(Lines of data)
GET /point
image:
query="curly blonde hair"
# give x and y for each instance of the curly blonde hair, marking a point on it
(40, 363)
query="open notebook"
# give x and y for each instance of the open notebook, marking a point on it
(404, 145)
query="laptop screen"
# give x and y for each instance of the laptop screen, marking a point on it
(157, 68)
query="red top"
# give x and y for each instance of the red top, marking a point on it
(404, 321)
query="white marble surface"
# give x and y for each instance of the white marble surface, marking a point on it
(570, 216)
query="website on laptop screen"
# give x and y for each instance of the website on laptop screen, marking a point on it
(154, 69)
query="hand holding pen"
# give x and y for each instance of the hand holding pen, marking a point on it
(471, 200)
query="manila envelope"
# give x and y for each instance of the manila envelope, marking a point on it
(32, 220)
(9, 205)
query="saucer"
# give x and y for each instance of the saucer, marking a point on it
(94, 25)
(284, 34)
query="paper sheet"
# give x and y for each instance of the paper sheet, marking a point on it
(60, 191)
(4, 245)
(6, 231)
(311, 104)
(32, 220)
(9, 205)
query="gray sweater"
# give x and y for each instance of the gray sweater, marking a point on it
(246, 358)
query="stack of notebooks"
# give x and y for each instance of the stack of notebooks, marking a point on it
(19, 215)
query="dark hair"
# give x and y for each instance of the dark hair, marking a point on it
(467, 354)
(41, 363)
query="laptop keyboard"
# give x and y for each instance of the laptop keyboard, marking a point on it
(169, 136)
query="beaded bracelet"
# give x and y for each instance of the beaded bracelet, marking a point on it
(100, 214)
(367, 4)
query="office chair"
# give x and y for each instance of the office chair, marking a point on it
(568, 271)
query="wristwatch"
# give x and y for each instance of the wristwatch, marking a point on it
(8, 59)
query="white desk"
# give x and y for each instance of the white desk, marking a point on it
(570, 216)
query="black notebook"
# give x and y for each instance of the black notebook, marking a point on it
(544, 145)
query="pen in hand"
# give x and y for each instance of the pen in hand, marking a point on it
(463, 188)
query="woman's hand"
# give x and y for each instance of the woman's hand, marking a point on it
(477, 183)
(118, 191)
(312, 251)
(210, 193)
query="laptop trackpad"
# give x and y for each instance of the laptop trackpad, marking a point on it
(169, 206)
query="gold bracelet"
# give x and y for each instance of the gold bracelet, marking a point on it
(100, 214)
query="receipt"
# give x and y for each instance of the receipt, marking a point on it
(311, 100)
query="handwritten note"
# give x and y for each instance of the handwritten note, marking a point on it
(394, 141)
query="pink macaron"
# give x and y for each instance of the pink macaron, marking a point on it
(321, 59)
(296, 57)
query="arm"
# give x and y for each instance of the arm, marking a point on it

WHAT IS ASKED: Provide an exact reproduction of all the entries shown above.

FULL ANSWER:
GET /point
image:
query="curly blonde hair"
# give x and y for each instance of the curly blonde hair, marking a point on it
(40, 363)
query="open notebook"
# give x and y for each instance of the open notebook, marking a point on it
(404, 145)
query="laptop screen"
# give x and y for each instance of the laptop screen, marking a point on it
(157, 68)
query="red top"
# give x and y for each instance of the red top, marking a point on it
(404, 321)
query="white marble surface"
# give x and y for each instance of the white marble surface, marking a point on it
(570, 216)
query="website on laptop screen"
# give x and y for each instance of the website on laptop screen, marking a point on it
(154, 69)
query="hand holding pen"
# give x and y for each instance of the hand holding pen, marking a point on it
(471, 200)
query="manila envelope"
# give x and y for each instance of the manila envelope, marking a point on it
(32, 220)
(9, 205)
query="saucer"
# give x and y for each instance of the saucer, marking a point on it
(94, 25)
(284, 34)
query="paper sheet"
# give x and y for each instance of the paper sheet, marking a point on it
(60, 191)
(4, 245)
(6, 231)
(311, 104)
(32, 220)
(9, 205)
query="gray sweater"
# give x and y for each instance of the gray sweater, marking a point on it
(246, 358)
query="stack of notebooks"
# give x and y for each instance of the stack of notebooks, marking a point on it
(19, 215)
query="dark hair"
# give x and y for each instance of the dark hair, marking a point on it
(467, 354)
(41, 363)
query="laptop keyboard"
# give x and y for each instance of the laptop keyboard, marking a point on it
(169, 136)
query="beaded bracelet"
# give x and y for each instance of the beaded bracelet, marking a point on it
(100, 214)
(367, 4)
query="office chair"
# give x and y for each instance of the office chair, marking a point on it
(568, 271)
query="wristwatch"
# give x and y for each instance of the wristwatch, marking a point on it
(8, 59)
query="white desk"
# give x and y for each instance of the white desk, marking a point on it
(570, 216)
query="black notebook"
# give x and y for each instance of the black notebook, marking a point on it
(544, 145)
query="pen in hand"
# give x and y for each instance of the pen in hand, marking a point on it
(463, 188)
query="woman's hand"
# give x and y for each instance of the woman's hand, marking a point on it
(477, 183)
(118, 191)
(312, 251)
(210, 193)
query="laptop trackpad"
# give x and y for each instance of the laptop trackpad, marking a point on it
(169, 206)
query="gold bracelet"
# give x and y for each instance of the gold bracelet, marking a point on it
(100, 214)
query="receipt"
# give x and y for each instance of the receipt, marking a point on it
(311, 100)
query="handwritten note"
# give x and y for each instance of the handwritten note, marking a point on it
(394, 141)
query="pink macaron"
# give x and y for each instance of the pink macaron, marking a point on it
(321, 59)
(296, 57)
query="arm"
# give x and y for each instance of the arm, marking a point on it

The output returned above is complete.